[Point-per-instance localization data]

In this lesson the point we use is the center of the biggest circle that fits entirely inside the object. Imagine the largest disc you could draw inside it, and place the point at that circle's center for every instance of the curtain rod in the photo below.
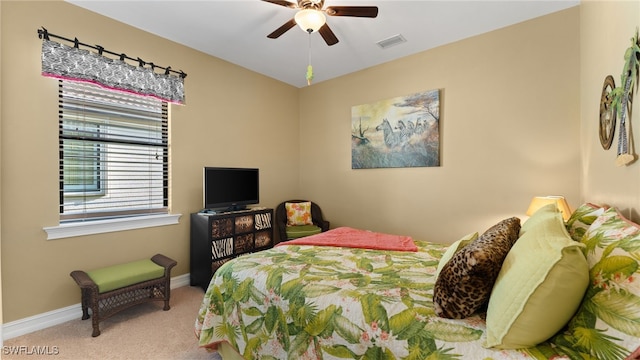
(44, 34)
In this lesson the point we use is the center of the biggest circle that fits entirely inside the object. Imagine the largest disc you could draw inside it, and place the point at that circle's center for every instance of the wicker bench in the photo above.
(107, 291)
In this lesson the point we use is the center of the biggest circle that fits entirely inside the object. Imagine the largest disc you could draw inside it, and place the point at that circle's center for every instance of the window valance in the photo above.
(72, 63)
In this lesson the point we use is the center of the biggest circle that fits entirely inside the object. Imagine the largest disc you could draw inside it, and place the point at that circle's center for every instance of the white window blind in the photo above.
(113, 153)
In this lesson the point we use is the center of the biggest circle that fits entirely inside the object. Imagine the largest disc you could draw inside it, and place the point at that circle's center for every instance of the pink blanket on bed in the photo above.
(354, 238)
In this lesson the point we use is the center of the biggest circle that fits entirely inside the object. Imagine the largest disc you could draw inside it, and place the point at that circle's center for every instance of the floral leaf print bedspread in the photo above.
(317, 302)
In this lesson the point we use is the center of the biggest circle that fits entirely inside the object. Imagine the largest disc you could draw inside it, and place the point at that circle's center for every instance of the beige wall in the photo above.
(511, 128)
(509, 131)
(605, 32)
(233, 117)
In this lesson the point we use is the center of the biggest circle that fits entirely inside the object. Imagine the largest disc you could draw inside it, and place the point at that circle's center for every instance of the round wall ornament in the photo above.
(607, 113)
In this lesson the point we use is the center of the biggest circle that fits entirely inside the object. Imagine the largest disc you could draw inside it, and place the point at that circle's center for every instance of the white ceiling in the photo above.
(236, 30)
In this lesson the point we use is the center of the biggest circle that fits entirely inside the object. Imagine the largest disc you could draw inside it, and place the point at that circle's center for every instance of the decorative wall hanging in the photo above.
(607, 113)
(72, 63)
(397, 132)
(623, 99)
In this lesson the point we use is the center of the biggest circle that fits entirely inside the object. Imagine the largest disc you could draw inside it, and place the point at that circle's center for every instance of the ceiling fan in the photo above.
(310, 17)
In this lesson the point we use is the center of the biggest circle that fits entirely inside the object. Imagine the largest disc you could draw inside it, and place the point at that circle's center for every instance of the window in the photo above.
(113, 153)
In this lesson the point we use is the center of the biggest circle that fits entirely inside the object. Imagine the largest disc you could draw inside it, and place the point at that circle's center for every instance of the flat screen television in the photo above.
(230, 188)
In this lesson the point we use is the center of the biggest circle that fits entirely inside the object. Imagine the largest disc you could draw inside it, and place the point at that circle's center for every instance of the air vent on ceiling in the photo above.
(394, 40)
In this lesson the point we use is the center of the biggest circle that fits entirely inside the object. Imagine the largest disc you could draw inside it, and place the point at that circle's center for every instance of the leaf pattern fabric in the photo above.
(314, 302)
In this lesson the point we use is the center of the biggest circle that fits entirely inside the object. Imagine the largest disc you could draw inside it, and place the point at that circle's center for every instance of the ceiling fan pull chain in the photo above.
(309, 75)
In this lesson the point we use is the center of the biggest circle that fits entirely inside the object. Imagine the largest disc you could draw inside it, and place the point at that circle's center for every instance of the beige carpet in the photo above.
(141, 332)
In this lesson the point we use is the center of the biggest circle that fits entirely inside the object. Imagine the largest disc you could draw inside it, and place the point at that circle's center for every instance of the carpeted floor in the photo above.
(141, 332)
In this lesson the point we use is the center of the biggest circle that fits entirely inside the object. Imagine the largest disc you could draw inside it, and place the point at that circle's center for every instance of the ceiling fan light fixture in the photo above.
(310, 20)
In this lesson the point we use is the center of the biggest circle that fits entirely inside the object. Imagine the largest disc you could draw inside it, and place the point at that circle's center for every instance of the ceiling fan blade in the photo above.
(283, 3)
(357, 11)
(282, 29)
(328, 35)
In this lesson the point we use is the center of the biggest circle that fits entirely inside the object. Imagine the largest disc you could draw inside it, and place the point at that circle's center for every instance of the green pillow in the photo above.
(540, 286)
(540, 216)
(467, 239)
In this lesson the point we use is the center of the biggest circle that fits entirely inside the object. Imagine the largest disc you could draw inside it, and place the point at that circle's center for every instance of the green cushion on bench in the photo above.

TASK DETAILS:
Make an exact copy of the records, pictures excluded.

RESPONSE BOX:
In this lesson the point we use is the center of the biggest circle that fits entirely inside the object. Imagine the largest disc you could draw inside it, and place the point at that circle's center for every instance of the curtain rod in the photo below.
(44, 34)
In this lesson the point we use is the center of the biggest circle that fits entirely inside the object. Imagine the largest disc you could draw inside it, and place the point at that circle's center for every instance of the wicker bench in the photo above.
(107, 291)
In this lesson the point we use is the center of the biggest circle that fits entirely inside the object. Imagine the largest disc you could draw inside it, and place the point at that circle's center for every instance of the window valance in the photo above.
(72, 63)
In this lesson the point we use is the center of the biggest circle that fits entirely inside the object. Imagine the largest disc you could draw inside it, and place the point at that circle's center for every instance of the white window blind in the photo above.
(113, 153)
In this lesson the point we use is the center of the biggest circle that fits entirely inside the object. Imagine the largest disc you could draw inside it, and place the point at that circle's center for every instance of the pink blanket on bed in the photo above.
(354, 238)
In this lesson the point we use is the center of the biggest circle that fits entirely inside the object. Imagine the largest disc you could draw inside it, and place the point at that circle's center for every instance of the floral leaf print bedspread in the photo above.
(317, 302)
In this lesson the point we use is the center of the biggest circle that fits entirely inside the object. Imagine the largest disc you could draw inside it, and place the point at that circle's center for every instance of the beige wall in the photo above.
(511, 128)
(509, 131)
(605, 32)
(233, 117)
In this lesson the point we use is the center of the biggest circle that fits entirely inside the object. Imagine the largest disc you could draw inside it, and place the point at that circle's center for every instance of the round wall ornament in the photo above.
(607, 113)
In this lesson the point we use is the center of the biggest circle that fits entirely inside the object. Imagine the largest disc you could draw inside it, and place the point at that circle's center for every instance of the white ceiling in the photo above.
(236, 30)
In this lesson the point we use is the center of the biggest circle that fits entirely inside the object. Imagine the largest disc you could draw inside it, and place the point at that circle's center for every instance of the decorative wall hanging in the photo above.
(607, 113)
(72, 63)
(397, 132)
(623, 99)
In this lesson the point we use is the center of the biggest circle that fits entirely inside the object. Imagine the largest disc you could draw inside it, and place the point at that circle's center for every instance of the ceiling fan in the photo above.
(310, 17)
In this lesson the point we use is the center of the biggest circle that fits entirely inside the object. Imagine the largest disc you could draw inside it, and place the point at that circle's center for every instance of the window in the photo above.
(113, 153)
In this lesson the point we use is the center of the biggest circle that fits entirely inside the object. Imagine the largest disc you could draw inside it, and place the point at that circle's center for every instance of the flat screen television in the photo above.
(230, 188)
In this lesson the point we use is the center of the biggest circle that fits entirely inside the object. Imagine the largest disc you could draw inside it, and place the point at that circle's center for every instance of the air vent on ceiling in the photo above.
(394, 40)
In this lesson the point we use is the center of the biggest circle that fits entirely inside the object. Imagine the largest disc you could draw inside it, and place the point at that circle's center for every instance of the leaf pattern fabric in the photo above.
(314, 302)
In this lesson the point we use is the center of the biggest circle that fits entirely inside the object. Imagine the largest disc you could draw inside it, and place the point at that circle's center for every instance of the ceiling fan pull chain in the photo above.
(309, 75)
In this lesson the point we use is the center of the biggest circle that fits entirely inside the object. Imagine the largest disc you could draw inside it, and place the point at that circle's center for every instance of the beige carpet in the photo above.
(141, 332)
In this lesson the point we use is the center of the biggest circle that fits entirely inside the object. Imagine the largest disc you could draw inside it, and place the point at that circle's center for every instance of the carpeted floor in the photo above.
(141, 332)
In this lesson the point we use is the center of the biggest circle that fits entirely inside the object. Imagine the largest disc you could draw inside it, and place the point at that circle's center for every instance of the ceiling fan light fixture in the photo above.
(310, 20)
In this lesson the point we use is the center of the biggest circle that fits entirely inside the object. Imagine the largest disc you could draw inside it, and place the point at that circle's center for every instance of the ceiling fan blade in the photo above.
(283, 3)
(357, 11)
(282, 29)
(328, 35)
In this lesson the point we use is the center of the biggest circle that fits entirely inside the object. Imagine the largest disc you could draw inside it, and place the point at that circle's center for every instance of the green pillow in the photo above.
(540, 286)
(540, 216)
(467, 239)
In this lesson the point we use is the center of the biggest circle that fits entirely inside the object. Imagine the largest disc you could draw inside it, and place the point at that circle's center for every instance of the green cushion on bench in the photo above.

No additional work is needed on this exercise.